• Required action: Locate the line that contains "point(20, 114)" in the entries below, then repeat it and every following line through the line that contains "point(247, 168)", exactly, and no others.

(Natural-language object grounding data)
Content starts
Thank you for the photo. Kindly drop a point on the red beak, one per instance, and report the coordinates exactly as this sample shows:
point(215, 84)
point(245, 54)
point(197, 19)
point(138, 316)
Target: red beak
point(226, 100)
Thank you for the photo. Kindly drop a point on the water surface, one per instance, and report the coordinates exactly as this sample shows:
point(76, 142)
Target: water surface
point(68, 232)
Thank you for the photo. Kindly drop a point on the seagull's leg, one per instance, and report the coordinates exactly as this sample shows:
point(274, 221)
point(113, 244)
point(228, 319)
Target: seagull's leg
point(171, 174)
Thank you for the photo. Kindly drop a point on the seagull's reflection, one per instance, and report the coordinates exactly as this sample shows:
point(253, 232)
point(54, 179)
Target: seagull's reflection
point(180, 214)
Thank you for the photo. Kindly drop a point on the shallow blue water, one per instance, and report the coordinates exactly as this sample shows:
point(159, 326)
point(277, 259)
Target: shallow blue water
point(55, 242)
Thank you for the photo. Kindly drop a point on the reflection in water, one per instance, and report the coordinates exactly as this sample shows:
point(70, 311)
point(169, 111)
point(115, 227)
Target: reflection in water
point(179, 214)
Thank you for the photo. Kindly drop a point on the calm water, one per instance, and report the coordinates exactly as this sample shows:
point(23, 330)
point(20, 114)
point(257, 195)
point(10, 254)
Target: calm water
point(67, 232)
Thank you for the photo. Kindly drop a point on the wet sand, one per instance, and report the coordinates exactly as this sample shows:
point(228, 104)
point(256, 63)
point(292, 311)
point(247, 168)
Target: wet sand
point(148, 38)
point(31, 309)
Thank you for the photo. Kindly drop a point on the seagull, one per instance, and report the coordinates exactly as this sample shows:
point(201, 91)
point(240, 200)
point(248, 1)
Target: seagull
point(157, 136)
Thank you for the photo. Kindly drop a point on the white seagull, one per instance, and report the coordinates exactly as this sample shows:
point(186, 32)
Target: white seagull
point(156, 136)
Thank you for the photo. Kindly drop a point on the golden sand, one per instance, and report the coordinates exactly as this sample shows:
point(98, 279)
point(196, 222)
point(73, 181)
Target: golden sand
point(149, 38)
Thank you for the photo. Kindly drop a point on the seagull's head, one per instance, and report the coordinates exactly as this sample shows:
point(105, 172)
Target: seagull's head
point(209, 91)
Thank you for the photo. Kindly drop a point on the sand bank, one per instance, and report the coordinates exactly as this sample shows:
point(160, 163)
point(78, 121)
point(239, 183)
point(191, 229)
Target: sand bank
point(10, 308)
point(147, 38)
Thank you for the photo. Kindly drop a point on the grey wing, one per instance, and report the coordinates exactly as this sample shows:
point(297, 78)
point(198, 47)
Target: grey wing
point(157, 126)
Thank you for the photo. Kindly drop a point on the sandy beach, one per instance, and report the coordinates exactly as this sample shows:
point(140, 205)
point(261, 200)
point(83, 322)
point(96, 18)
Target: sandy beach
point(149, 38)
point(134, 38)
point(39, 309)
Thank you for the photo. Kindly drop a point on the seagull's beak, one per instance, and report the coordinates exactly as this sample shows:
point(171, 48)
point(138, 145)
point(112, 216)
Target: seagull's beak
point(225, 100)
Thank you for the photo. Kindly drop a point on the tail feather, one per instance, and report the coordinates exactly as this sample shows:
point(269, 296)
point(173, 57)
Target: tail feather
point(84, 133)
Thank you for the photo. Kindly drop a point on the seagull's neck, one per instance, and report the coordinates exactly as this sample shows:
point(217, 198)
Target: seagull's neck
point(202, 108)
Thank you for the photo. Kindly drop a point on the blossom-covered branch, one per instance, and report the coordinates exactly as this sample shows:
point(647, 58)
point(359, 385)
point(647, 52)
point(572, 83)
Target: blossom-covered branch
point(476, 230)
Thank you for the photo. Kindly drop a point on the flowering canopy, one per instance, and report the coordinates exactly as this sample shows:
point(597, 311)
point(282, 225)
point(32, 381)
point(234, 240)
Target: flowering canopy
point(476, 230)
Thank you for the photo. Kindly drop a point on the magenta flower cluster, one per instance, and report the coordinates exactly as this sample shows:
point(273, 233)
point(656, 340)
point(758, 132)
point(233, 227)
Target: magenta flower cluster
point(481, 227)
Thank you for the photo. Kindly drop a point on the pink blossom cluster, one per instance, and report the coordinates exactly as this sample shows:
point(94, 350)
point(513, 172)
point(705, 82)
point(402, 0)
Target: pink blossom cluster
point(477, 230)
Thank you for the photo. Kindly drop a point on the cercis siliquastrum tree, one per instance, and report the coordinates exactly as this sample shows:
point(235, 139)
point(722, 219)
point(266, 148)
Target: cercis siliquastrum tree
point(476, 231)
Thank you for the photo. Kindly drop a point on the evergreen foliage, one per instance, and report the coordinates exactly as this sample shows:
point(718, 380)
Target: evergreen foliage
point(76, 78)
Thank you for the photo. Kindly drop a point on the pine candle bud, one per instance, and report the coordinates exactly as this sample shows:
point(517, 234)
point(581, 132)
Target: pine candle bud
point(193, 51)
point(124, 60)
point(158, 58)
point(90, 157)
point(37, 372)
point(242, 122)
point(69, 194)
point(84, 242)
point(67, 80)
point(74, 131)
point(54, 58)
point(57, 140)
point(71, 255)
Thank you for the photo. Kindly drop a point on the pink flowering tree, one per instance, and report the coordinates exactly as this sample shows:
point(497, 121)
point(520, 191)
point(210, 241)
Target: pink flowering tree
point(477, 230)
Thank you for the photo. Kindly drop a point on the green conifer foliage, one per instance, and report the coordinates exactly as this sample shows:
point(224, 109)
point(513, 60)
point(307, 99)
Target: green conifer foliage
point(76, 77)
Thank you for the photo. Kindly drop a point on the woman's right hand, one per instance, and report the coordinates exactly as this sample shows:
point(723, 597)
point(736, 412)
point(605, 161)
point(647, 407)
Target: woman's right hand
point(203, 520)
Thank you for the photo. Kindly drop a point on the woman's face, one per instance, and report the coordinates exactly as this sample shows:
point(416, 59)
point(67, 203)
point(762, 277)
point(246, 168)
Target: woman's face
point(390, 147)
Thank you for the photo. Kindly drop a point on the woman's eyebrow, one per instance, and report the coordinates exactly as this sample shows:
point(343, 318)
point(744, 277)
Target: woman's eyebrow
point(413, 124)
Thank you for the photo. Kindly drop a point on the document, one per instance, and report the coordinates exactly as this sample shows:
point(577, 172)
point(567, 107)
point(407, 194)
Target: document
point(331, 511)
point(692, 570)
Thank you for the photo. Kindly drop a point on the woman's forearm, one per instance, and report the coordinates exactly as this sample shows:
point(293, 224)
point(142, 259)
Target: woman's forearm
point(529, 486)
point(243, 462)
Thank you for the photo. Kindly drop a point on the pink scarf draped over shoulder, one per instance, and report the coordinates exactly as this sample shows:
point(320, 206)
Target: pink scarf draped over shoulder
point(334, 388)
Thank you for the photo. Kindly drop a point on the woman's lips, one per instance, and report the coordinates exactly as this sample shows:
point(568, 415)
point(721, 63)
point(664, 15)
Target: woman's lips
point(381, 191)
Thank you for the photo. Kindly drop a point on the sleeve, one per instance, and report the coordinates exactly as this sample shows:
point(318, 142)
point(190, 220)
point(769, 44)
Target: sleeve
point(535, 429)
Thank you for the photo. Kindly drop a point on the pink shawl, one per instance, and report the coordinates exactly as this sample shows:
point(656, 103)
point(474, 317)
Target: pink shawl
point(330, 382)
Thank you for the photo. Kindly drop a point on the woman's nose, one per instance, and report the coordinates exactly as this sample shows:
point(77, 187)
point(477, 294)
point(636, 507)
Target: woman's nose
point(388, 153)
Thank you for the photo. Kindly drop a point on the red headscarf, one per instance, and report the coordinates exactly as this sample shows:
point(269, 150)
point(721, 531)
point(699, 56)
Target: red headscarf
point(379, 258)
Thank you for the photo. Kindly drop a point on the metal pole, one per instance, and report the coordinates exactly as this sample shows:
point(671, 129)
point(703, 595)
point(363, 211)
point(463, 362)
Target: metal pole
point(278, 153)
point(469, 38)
Content ends
• Response:
point(20, 114)
point(257, 195)
point(10, 254)
Target: calm water
point(67, 232)
Thank you for the photo. Kindly drop a point on the wet sand, one per instance, and report the coordinates exactly as this sample shows:
point(228, 104)
point(256, 63)
point(292, 311)
point(247, 168)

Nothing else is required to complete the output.